Trampolino sull'infinito.


Il ballatoio finisce, il telaio continua.

Ingresso.

Il colonnato di St. Thomas è impensabile senza il paesaggio oltre ad esso, è un apparato che alternativamente definisce una dimensione dell'ambiente e ne isola dei dettagli. Non c'è selezione di quello che si vede: i pilastrini inquadrano alternativamente un'anonima casetta, un brano di giardino o lo spazio centrale. L'apertura si ritrova nel rapporto tra colonnato e padiglioni-laboratori del campus. Questi non sono direttamente attaccati alla struttura comune ma hanno una planimetria a C con portico-ballatoio che si apre su una corte-patio collegata allo spazio principale.

L'accesso dalla mall agli edifici è quindi diverso da quello di Jefferson e si configura come una sequenza di spazi esterni: la mall centrale, il diaframma del colonnato, le corti degli edifici e, alla fine, l'ingresso all'interno. In ognuna di queste tappe il visitatore è proiettato continuamente sul paesaggio circostante. Il portico è altissimo (i due livelli sono cadauno di almeno cinque metri) e i pilastrini esili. Alla classica linearità dell'insieme subentra un senso di instabilità e sospensione. Camminare lungo il portico sovrappone la prospettiva formata dal telaio nero alla visione del prato centrale e dell'altro colonnato prospiciente. Sul ballatoio si ha l'impressione di volare su di un trampolino proiettato sull'infinito e, sorprendentemente, il solaio a un certo punto termina e la struttura continua come una quadratura del paesaggio verde antistante.


Dai laboratori, doppia trasparenza.

Da questa esperienza, così fisica, così temporale, così paesaggistica, sono emerse una serie di riflessioni sul rapporto architettura-ambiente.
- La trasparenza sul paesaggio non è apertura assoluta ma definizione di diaframmi che formano strati di distanza, attraversabili staticamente con lo sguardo e con il movimento che si dispiega nella durata. I vari livelli spaziali di St. Thomas supportano questa lettura più di tante architetture più celebrate.
- La simmetria non è statica se si integra alla percezione della confusione dell'intorno mettendola in relazione con un ordine astratto ma proiettivo.
- Un colonnato può essere letto come tradizionale rapporto colonna-architrave, come memoria di un certo linguaggio (classico o moderno? Qui non si sa), come materializzazione di un reticolo geometrico isotropo, come diaframma di inquadramento di figure che stanno oltre ad esso e come fuga prospettica. Se si riescono a tenere tutte queste letture in sospensione (come avviene qui) l'architettura è ricca di una densa ambiguità.

++++++++++

> COMPITO
Prosegui il testo sul colonnato di St. Thomas a partire dalla frase successiva all'ultima riportata.

> MATERIALE DI RIFERIMENTO
++++++++++

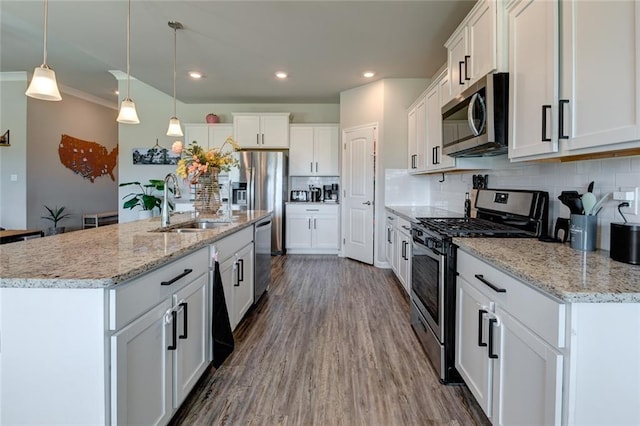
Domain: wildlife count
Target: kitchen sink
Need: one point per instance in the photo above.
(189, 227)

++++++++++

> RISPOSTA
- St. Thomas sintetizza una serie di sperimentazioni moderniste col telaio ortogonale (si pensi solamente al Razionalismo nostrano degli anni '30) ma anche anticipa di quasi dieci anni l'interazione delle strutture Minimaliste con il paesaggio (correndo sul ballatoio si ha l'impressione di abitare un telaio di Sol Lewitt o di mettere un ponte sul Lighting Field di De Maria). Se confrontato con il Minimalismo architettonico alla moda degli ultimi anni, St. Thomas è straordinariamente interattiva: oggigiorno ci sono solo involucri patinati, mentre lì l'unico involucro è il paesaggio circostante.
- L'idea di spazio centrale con due ali aperte sull'infinito è qui risolta in maniera meno gerarchica che ai Salk di Louis Kahn. Lì due ali opache selezionano il mare all'orizzonte, qui due fronti trasparenti alternano la fuga centrale con la presenza dell'ambiente laterale. A La Jolla il terreno è costruito, è un piedistallo che stacca dall'intorno; a Houston il colonnato affonda i suoi pilastri nello stesso prato verde della suburbia circostante e questa base comune si dilata oltre all'edificio.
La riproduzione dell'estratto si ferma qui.